#### [Directive]
Your job is to restate each entry word for word.
┏━━
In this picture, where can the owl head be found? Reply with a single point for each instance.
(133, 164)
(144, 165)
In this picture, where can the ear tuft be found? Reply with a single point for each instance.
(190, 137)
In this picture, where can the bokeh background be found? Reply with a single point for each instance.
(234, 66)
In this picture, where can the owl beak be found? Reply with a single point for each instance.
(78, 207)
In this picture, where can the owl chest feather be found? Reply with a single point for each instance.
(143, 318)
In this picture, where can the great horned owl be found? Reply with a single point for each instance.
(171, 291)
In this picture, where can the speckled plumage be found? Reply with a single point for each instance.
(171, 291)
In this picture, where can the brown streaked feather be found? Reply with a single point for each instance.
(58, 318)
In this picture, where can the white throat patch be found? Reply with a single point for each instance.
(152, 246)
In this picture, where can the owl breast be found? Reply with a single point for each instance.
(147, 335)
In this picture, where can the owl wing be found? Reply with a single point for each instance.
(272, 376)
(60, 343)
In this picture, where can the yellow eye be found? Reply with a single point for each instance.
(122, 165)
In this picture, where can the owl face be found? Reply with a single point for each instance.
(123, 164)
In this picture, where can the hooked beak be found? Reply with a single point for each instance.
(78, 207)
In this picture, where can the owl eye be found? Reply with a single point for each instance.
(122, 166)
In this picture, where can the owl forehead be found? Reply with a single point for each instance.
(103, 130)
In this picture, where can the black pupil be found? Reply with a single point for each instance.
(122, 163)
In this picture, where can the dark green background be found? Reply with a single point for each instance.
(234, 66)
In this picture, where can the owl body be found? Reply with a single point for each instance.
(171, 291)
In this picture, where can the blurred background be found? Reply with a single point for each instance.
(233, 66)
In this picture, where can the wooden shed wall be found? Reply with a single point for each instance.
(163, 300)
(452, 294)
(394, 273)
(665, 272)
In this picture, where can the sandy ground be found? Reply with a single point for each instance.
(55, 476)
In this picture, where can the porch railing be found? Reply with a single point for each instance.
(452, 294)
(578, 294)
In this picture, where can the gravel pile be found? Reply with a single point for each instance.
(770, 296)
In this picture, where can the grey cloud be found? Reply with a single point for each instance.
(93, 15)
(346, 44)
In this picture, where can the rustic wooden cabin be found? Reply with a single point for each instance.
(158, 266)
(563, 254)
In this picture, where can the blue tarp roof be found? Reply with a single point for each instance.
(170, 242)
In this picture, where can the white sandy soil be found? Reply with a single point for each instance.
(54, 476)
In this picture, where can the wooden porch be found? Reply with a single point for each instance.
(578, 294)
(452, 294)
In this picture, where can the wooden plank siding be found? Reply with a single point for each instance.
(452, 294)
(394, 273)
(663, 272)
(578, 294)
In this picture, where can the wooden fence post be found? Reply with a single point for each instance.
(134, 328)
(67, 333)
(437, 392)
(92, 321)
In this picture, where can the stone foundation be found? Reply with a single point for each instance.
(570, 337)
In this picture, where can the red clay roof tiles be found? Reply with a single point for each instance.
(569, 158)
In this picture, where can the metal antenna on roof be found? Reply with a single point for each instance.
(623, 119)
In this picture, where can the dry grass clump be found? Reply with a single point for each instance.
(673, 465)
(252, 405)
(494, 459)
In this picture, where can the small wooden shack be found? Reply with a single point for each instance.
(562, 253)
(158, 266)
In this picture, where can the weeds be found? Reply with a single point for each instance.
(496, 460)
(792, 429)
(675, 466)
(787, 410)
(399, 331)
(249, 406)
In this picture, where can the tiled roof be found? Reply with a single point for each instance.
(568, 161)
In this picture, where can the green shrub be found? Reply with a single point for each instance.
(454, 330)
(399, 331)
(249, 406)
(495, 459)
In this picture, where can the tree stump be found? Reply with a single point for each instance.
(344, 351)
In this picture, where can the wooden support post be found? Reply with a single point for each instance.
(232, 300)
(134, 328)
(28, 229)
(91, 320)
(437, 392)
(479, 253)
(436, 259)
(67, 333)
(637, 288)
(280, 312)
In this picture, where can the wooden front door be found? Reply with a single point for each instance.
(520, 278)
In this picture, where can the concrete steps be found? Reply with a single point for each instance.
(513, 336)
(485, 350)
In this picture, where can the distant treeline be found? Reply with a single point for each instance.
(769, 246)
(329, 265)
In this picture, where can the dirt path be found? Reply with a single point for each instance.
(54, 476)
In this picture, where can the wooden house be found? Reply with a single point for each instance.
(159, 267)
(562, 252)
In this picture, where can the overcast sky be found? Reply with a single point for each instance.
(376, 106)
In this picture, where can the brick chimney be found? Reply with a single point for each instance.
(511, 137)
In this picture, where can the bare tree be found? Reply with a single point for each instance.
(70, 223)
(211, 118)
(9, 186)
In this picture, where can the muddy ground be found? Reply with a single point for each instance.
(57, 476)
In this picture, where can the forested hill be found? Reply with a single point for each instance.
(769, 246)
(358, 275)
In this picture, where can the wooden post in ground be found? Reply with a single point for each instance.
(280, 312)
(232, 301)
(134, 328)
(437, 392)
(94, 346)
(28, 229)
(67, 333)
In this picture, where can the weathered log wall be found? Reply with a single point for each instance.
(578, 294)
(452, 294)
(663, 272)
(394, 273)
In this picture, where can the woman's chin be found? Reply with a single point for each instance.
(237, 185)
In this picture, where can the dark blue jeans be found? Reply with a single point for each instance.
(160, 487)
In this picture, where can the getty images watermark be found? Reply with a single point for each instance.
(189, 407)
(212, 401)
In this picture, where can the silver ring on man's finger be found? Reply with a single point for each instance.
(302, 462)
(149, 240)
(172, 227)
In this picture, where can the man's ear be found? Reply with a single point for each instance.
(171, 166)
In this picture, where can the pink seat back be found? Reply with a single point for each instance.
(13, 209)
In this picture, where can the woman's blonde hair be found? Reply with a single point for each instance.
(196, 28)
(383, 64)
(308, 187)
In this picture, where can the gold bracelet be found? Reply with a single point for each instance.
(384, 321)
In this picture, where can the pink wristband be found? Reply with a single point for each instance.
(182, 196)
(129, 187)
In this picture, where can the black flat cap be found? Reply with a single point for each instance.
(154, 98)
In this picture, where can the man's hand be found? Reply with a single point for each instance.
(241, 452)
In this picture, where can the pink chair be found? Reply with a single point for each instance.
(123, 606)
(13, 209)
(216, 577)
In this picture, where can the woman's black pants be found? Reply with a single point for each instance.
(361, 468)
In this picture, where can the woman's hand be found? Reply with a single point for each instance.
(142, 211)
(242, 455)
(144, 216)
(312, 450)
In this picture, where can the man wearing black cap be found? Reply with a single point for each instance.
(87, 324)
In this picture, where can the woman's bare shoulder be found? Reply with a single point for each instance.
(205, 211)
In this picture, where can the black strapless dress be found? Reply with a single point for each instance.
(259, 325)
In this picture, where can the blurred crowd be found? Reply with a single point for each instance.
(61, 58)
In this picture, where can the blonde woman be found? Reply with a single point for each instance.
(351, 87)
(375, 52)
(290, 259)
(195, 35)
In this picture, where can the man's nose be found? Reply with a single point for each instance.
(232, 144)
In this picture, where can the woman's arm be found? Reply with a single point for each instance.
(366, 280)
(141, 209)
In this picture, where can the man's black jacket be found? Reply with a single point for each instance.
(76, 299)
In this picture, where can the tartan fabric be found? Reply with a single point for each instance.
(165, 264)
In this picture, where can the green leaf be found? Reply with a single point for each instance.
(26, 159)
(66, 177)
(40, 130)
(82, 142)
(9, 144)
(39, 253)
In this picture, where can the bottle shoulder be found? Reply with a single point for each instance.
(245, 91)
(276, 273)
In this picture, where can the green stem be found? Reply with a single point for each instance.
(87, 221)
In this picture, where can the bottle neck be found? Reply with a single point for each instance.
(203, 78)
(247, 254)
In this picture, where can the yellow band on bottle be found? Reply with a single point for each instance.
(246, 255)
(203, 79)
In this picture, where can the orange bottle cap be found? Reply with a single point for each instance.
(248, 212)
┗━━
#### [Full output]
In this picture, where can the owl head be found? Reply with a single point for each instance.
(133, 164)
(144, 165)
In this picture, where can the ear tuft be found? Reply with a single point for each instance.
(190, 137)
In this picture, where can the bokeh background be found? Reply with a single point for each instance.
(234, 66)
In this picture, where can the owl beak be found? Reply with a single point for each instance.
(78, 207)
In this picture, where can the owl chest feather be found? Reply with a single point for each instance.
(143, 318)
In this picture, where can the great horned owl be found? Reply with a single point for each instance.
(171, 291)
In this picture, where can the speckled plumage be found? Reply with a single point for each instance.
(171, 291)
In this picture, where can the brown streaked feather be found? Reply with a single point for each instance.
(58, 318)
In this picture, where can the white throat patch be found? Reply with a single point for each instance.
(152, 246)
In this picture, where can the owl breast be found? Reply with a single point for each instance.
(147, 335)
In this picture, where can the owl wing be found? Reply with a single point for each instance.
(272, 376)
(60, 343)
In this picture, where can the yellow eye be found? Reply with a single point for each instance.
(122, 165)
In this picture, where can the owl face be found? Reply with a single point for each instance.
(123, 164)
In this picture, where can the hooked beak be found? Reply with a single point for each instance.
(78, 207)
In this picture, where can the owl eye be found? Reply with a single point for each instance.
(122, 166)
In this picture, where can the owl forehead be found? Reply with a single point for each instance.
(103, 130)
In this picture, where can the black pupil be found? Reply with a single point for each instance.
(122, 163)
In this picture, where can the dark green background be found? Reply with a single point for each instance.
(234, 66)
In this picture, where can the owl body be found? Reply with a single point for each instance.
(171, 291)
In this picture, where can the blurred background be found? Reply with a single point for each instance.
(233, 66)
In this picture, where can the wooden shed wall be found? Reply with a single point for each instance.
(163, 300)
(452, 294)
(394, 273)
(665, 272)
In this picture, where can the sandy ground be found? Reply with a single point for each instance.
(55, 476)
In this picture, where can the porch railing be found? Reply with a single point for each instance.
(452, 294)
(578, 294)
In this picture, where can the gravel pile be found? Reply with a single point for each instance.
(770, 296)
In this picture, where can the grey cloud be found? Reply with a single point for each instance.
(93, 15)
(346, 44)
In this picture, where can the rustic wooden cabin be found? Reply with a single point for each instance.
(158, 266)
(563, 254)
In this picture, where can the blue tarp roof be found? Reply with a single point for each instance.
(170, 242)
In this picture, where can the white sandy soil be found? Reply with a single point for each instance.
(54, 476)
In this picture, where can the wooden porch be found? Reply with a single point for each instance.
(578, 294)
(452, 294)
In this picture, where can the wooden plank siding be found? Reply with a single point for each instance.
(452, 294)
(394, 273)
(663, 272)
(578, 294)
In this picture, where can the wooden fence post be found? Reply with a single point for each instance.
(134, 328)
(67, 333)
(437, 392)
(92, 321)
In this picture, where can the stone foundation be found? Reply with a single point for each instance.
(570, 337)
In this picture, where can the red clay roof tiles be found? Reply with a single point for each instance.
(569, 158)
In this picture, where can the metal antenna on roof be found? Reply with a single point for each instance.
(623, 119)
In this picture, where can the dry grass clump be found? Reply with a single point for each instance.
(673, 465)
(252, 405)
(494, 459)
In this picture, where can the small wooden shack be found? Reply with a single point for each instance.
(562, 253)
(158, 266)
In this picture, where can the weeds be found? Reply with a single point for each instance.
(496, 460)
(792, 429)
(675, 466)
(787, 410)
(399, 331)
(249, 406)
In this picture, where can the tiled roof be found? Reply with a single point for each instance.
(568, 161)
In this picture, where can the green shrub be found? Reply with a single point for each instance.
(454, 330)
(399, 331)
(249, 406)
(495, 459)
In this picture, where can the tree stump be found? Reply with a single point for each instance.
(344, 351)
In this picture, where can the wooden support post be found? Reply with a single point for each instance.
(232, 300)
(134, 328)
(28, 229)
(91, 320)
(437, 392)
(479, 253)
(436, 259)
(67, 333)
(637, 288)
(280, 312)
In this picture, where can the wooden front door be found? Reply with a single point for each instance.
(520, 278)
In this picture, where can the concrete steps be found? Reply with a single point for each instance.
(513, 336)
(485, 350)
In this picture, where can the distant treeline be found? Reply with a single point for each instance.
(769, 246)
(329, 265)
In this picture, where can the dirt path be found? Reply with a single point for each instance.
(54, 476)
In this picture, where can the wooden house be found? Reply with a single point for each instance.
(159, 267)
(562, 252)
In this picture, where can the overcast sky be found? Reply with a single point for each instance.
(376, 106)
In this picture, where can the brick chimney be found? Reply with a single point for each instance.
(511, 137)
In this picture, where can the bare tree be found? Reply with a single point for each instance.
(70, 223)
(211, 118)
(9, 186)
In this picture, where can the muddy ground be found? Reply with a single point for each instance.
(57, 476)
In this picture, where can the forested hill be found? Reply with a single point for each instance.
(769, 246)
(358, 275)
In this picture, where can the wooden post in ground be found? Reply with a single point for each instance.
(280, 312)
(232, 301)
(134, 328)
(437, 392)
(94, 346)
(28, 229)
(67, 333)
In this picture, where can the weathered log wall be found? Reply with a single point for each instance.
(578, 294)
(452, 294)
(663, 272)
(394, 273)
In this picture, where can the woman's chin be found? Reply with a single point for each instance.
(237, 185)
In this picture, where can the dark blue jeans be found? Reply with a single point for each instance.
(160, 487)
In this picture, where can the getty images watermark be found? Reply with a single point for each instance.
(189, 407)
(212, 401)
In this picture, where can the silver ring on man's finger be found? Reply with a single point for each instance.
(302, 462)
(149, 240)
(172, 227)
In this picture, where can the man's ear be found? Reply with a single point for each instance.
(171, 166)
In this picture, where can the pink seat back be found? Reply with a single point for each instance.
(13, 209)
In this picture, where can the woman's blonde hair be found? Reply with a single point for each instance.
(196, 28)
(383, 64)
(308, 187)
In this picture, where can the gold bracelet be found? Reply with a single point for each instance.
(384, 321)
In this picture, where can the pink wristband be found? Reply with a single point for each instance.
(182, 196)
(129, 187)
In this picture, where can the black flat cap be found? Reply with a single point for each instance.
(154, 98)
In this picture, where can the man's hand be found? Reply with a single point for each instance.
(241, 452)
In this picture, where can the pink chair be found? Reply with a single point for each instance.
(123, 606)
(13, 209)
(216, 577)
In this picture, where can the woman's black pants be found? Reply with a single point for each instance.
(361, 468)
In this picture, where can the woman's hand be found? Reply with a single point for each instance.
(142, 211)
(242, 455)
(144, 216)
(312, 450)
In this picture, where can the man wearing black cap be found? Reply with a single point for each instance.
(87, 324)
In this picture, where can the woman's bare shoulder be found? Reply with a single point for each instance.
(205, 211)
In this picture, where can the black strapless dress be found? Reply with a single point for each instance.
(259, 325)
In this picture, where can the blurred crowd be found? Reply with a single point for each instance.
(61, 58)
In this picture, where can the blonde woman be found? Reply with a single point for each instance.
(351, 87)
(375, 52)
(290, 259)
(195, 35)
In this picture, where can the man's nose be found? Reply with a single point for each instance.
(232, 144)
In this picture, where can the woman's arm be found? Reply with a single point for each instance.
(366, 280)
(141, 209)
In this picture, where can the man's black jacket be found? Reply with a single point for each instance.
(76, 299)
In this picture, where can the tartan fabric be found? Reply with a single point for each instance.
(165, 264)
In this picture, where can the green leaf be found? Reply with a single point for each instance.
(26, 159)
(66, 177)
(40, 130)
(82, 142)
(9, 144)
(39, 253)
In this picture, where can the bottle shoulder be found? Reply with a single point for each instance.
(245, 91)
(276, 273)
In this picture, where can the green stem be found? Reply with a single point for each instance.
(87, 221)
In this picture, where can the bottle neck be found? Reply with a single point for each instance.
(203, 78)
(247, 254)
In this picture, where can the yellow band on bottle be found? Reply with a single point for each instance.
(246, 255)
(203, 79)
In this picture, where can the orange bottle cap be found? Reply with a single point for each instance.
(248, 212)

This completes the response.